**AIM:** Put every line of the records below into a numbered list, leaving out any blank lines.

**DATA LISTING:**
--------

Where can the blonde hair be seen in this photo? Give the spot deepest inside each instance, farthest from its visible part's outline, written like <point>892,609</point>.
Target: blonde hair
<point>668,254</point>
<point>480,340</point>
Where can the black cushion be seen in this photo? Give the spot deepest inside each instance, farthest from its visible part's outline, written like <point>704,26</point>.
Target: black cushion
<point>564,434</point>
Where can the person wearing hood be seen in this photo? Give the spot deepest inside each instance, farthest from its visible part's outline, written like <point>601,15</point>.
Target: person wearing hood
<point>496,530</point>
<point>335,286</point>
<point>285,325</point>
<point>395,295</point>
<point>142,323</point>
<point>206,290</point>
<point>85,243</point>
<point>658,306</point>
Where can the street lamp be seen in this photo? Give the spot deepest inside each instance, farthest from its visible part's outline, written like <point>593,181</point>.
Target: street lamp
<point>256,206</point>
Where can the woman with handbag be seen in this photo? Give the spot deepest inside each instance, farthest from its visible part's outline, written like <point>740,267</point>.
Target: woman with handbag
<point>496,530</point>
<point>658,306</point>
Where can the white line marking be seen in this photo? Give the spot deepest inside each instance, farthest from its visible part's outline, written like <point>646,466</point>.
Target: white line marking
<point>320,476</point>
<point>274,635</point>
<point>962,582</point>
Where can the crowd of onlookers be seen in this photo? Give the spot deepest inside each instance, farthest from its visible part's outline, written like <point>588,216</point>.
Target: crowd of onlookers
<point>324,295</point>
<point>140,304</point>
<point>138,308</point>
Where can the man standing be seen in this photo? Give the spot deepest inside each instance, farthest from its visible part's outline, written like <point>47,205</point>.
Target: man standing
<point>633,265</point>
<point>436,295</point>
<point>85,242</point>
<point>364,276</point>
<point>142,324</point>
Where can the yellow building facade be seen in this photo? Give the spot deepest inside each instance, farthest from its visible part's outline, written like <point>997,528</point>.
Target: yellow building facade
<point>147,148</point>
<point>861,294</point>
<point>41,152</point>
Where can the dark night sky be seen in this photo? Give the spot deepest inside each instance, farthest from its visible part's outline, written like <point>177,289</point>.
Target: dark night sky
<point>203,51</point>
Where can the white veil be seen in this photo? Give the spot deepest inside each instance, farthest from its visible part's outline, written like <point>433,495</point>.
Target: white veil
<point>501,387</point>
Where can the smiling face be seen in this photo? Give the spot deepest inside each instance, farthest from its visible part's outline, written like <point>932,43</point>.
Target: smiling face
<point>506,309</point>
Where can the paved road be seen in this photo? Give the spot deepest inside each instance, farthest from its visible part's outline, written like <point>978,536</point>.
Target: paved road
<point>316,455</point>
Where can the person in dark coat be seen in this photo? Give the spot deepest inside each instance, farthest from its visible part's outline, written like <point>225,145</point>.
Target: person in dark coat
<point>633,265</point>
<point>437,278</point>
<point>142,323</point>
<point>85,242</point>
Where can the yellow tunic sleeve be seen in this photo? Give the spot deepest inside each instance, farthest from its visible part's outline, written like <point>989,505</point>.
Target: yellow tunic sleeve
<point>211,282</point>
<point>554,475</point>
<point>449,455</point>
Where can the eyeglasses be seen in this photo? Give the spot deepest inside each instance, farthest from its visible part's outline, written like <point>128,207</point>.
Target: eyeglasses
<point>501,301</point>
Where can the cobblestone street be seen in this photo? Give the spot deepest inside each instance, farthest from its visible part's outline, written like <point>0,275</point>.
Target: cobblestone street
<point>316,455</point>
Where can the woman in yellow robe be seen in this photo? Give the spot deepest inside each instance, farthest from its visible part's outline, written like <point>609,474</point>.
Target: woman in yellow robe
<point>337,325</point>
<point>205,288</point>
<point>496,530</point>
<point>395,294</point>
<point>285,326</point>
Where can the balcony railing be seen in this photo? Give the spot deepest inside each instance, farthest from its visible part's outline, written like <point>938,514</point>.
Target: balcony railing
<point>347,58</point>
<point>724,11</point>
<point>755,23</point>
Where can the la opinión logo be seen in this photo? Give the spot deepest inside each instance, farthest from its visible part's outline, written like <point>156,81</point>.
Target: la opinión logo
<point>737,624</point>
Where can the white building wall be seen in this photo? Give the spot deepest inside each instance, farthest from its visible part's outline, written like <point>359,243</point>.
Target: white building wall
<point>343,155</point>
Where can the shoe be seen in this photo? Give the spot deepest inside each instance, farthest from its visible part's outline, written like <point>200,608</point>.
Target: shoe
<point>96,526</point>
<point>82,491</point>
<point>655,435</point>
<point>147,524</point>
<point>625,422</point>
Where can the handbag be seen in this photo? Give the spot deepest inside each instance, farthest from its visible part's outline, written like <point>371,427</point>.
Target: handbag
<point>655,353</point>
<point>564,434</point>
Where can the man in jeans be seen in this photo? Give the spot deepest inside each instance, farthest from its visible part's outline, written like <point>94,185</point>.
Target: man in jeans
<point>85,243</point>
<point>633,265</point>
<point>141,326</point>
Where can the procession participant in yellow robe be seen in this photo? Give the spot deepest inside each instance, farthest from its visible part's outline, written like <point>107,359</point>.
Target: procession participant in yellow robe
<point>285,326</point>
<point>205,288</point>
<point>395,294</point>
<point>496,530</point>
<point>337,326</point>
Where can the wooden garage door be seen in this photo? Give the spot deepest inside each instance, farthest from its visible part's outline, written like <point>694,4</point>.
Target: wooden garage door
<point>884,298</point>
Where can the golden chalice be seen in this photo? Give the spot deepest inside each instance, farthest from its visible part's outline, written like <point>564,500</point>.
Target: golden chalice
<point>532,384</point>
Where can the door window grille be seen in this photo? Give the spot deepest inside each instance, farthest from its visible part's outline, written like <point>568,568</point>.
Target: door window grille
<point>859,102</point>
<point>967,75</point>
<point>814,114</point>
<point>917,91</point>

--------

**ANSWER TO THE PROBLEM:**
1. Where can the blonde hair be seen in this photo? Give the spot deepest inside each instance, farthest from its visible part's outline, written like <point>892,609</point>.
2. Target: blonde hair
3. <point>668,254</point>
4. <point>480,340</point>
5. Where can the black cushion be seen in this photo? Give the spot deepest inside each instance, farthest from its visible part's outline, written like <point>704,26</point>.
6. Target: black cushion
7. <point>564,434</point>
8. Where can the person wearing hood be seen in this photo? Give the spot deepest inside each instance, farthest from its visible part's outline, written like <point>601,15</point>.
9. Target: person wearing hood
10. <point>496,530</point>
11. <point>335,286</point>
12. <point>285,325</point>
13. <point>395,295</point>
14. <point>142,323</point>
15. <point>206,290</point>
16. <point>85,243</point>
17. <point>658,306</point>
18. Where can the street lamp be seen in this photo? Give the spot deepest inside each instance, farthest from its visible part's outline, written like <point>593,181</point>.
19. Target: street lamp
20. <point>256,206</point>
21. Where can the woman with handbag be seen in this photo? Give the spot deepest inside each instance, farthest from its visible part's outline, written like <point>740,267</point>.
22. Target: woman with handbag
23. <point>496,530</point>
24. <point>658,306</point>
25. Where can the white line marking be seen in this photo? Give the spot deepest inside each instance, farthest from its visible part's outline, written like <point>646,466</point>.
26. Target: white line marking
27. <point>320,476</point>
28. <point>274,635</point>
29. <point>962,582</point>
30. Where can the crowd of onlookers be seen in this photo? Give the spot deepest inside each instance, farthest from its visible part's outline, written like <point>588,216</point>.
31. Target: crowd of onlookers
32. <point>324,295</point>
33. <point>140,304</point>
34. <point>138,308</point>
35. Where can the man standing be seen in this photo? Give the spot deepest inside each instance, farthest from its visible part's outline, written like <point>47,205</point>.
36. Target: man standing
37. <point>633,265</point>
38. <point>436,295</point>
39. <point>85,242</point>
40. <point>364,276</point>
41. <point>142,324</point>
42. Where can the yellow building facade be seen in this photo? Give the spot deepest inside each instance, farthest from its visible part's outline, written like <point>997,528</point>.
43. Target: yellow building facade
44. <point>147,148</point>
45. <point>861,294</point>
46. <point>41,152</point>
47. Where can the dark night sky be seen in this photo? Give the spot deepest inside each instance, farthest from its visible part's outline, written like <point>177,289</point>.
48. Target: dark night sky
49. <point>203,51</point>
50. Where can the white veil be seen in this photo? Give the spot deepest inside each instance, farthest from its visible part's outline, written like <point>433,495</point>.
51. Target: white veil
52. <point>501,387</point>
53. Where can the smiling face be seen in this photo? Give the spot deepest inside each instance, farthest from its visible part's outline, written like <point>932,43</point>.
54. Target: smiling face
55. <point>506,309</point>
56. Where can the paved road be seen in this photo? Give the spot deepest inside each instance, farthest from its visible part's outline, written like <point>978,536</point>.
57. Target: paved road
58. <point>316,455</point>
59. Where can the person in dark coat be seen in this photo? Give the spot deepest inside each instance, farthest from its visible part's outline, written like <point>225,145</point>.
60. Target: person in dark coat
61. <point>633,265</point>
62. <point>437,278</point>
63. <point>142,323</point>
64. <point>85,242</point>
65. Where can the yellow tunic sleeve be seen in this photo? Give the spot deepest inside each instance, farthest from its visible part's outline, written like <point>989,505</point>.
66. Target: yellow tunic sleeve
67. <point>211,282</point>
68. <point>554,475</point>
69. <point>449,455</point>
70. Where can the eyeglasses be seen in this photo? Give the spot deepest inside each instance, farthest from its visible part's outline, written like <point>128,207</point>.
71. Target: eyeglasses
72. <point>501,301</point>
73. Where can the cobblestone street be seen in this photo? Give the spot deepest inside each instance, farthest from its visible part's outline, written like <point>0,275</point>.
74. Target: cobblestone street
75. <point>316,455</point>
76. Where can the woman in yellow robe be seen in this photo? Give the spot deepest inside each instance, farthest from its visible part's outline, written like <point>609,474</point>.
77. Target: woman in yellow robe
78. <point>337,325</point>
79. <point>205,288</point>
80. <point>496,530</point>
81. <point>395,294</point>
82. <point>285,326</point>
83. Where can the balcony railing be seen in this photo? Give the spot deepest inside each instance, farthest from its visible part's outline, written like <point>938,514</point>.
84. Target: balcony railing
85. <point>347,58</point>
86. <point>724,11</point>
87. <point>755,23</point>
88. Where can the la opinión logo be seen in this photo? Give the spot deepest inside each instance, farthest from its visible part's outline, written like <point>156,81</point>.
89. Target: la opinión logo
90. <point>737,624</point>
91. Where can the white building wall be seen in this photo? Give the spot deepest inside each instance, farthest from its visible part's outline, written like <point>359,243</point>.
92. Target: white building wall
93. <point>343,155</point>
94. Where can the shoe be seen in this photo? Give the spot deepest inside each instance, farthest from its visible part's outline, written like <point>200,608</point>.
95. Target: shoe
96. <point>96,526</point>
97. <point>82,491</point>
98. <point>655,435</point>
99. <point>147,524</point>
100. <point>625,422</point>
101. Where can the handbag be seen in this photo? Give the spot deepest inside each instance, farthest from its visible part's outline, written like <point>371,427</point>.
102. Target: handbag
103. <point>655,353</point>
104. <point>564,434</point>
105. Where can the man in jeans be seen in this photo? Give the spot deepest inside each instance, farthest from its visible part's outline, written like <point>94,185</point>.
106. Target: man in jeans
107. <point>85,243</point>
108. <point>633,265</point>
109. <point>141,326</point>
110. Where can the procession participant in yellow robe be seen in this photo? Give the spot deepest inside each instance, farthest from its visible part's outline, written like <point>107,359</point>.
111. Target: procession participant in yellow robe
112. <point>285,326</point>
113. <point>205,288</point>
114. <point>395,294</point>
115. <point>496,530</point>
116. <point>337,326</point>
117. Where can the wooden garage door be seen in this photo? Give the spot deepest inside each instance, farthest from its visible part's outline, written like <point>694,4</point>.
118. Target: wooden garage door
119. <point>884,298</point>
120. Where can the golden chalice be seen in this photo? Give the spot deepest inside each instance, farthest from its visible part's outline, written like <point>564,500</point>.
121. Target: golden chalice
122. <point>532,384</point>
123. Where can the door window grille be seen in this photo? Give the spot deepest inside each instance, farthest from its visible part's outline, written like <point>568,568</point>.
124. Target: door window grille
125. <point>859,102</point>
126. <point>967,75</point>
127. <point>814,114</point>
128. <point>917,91</point>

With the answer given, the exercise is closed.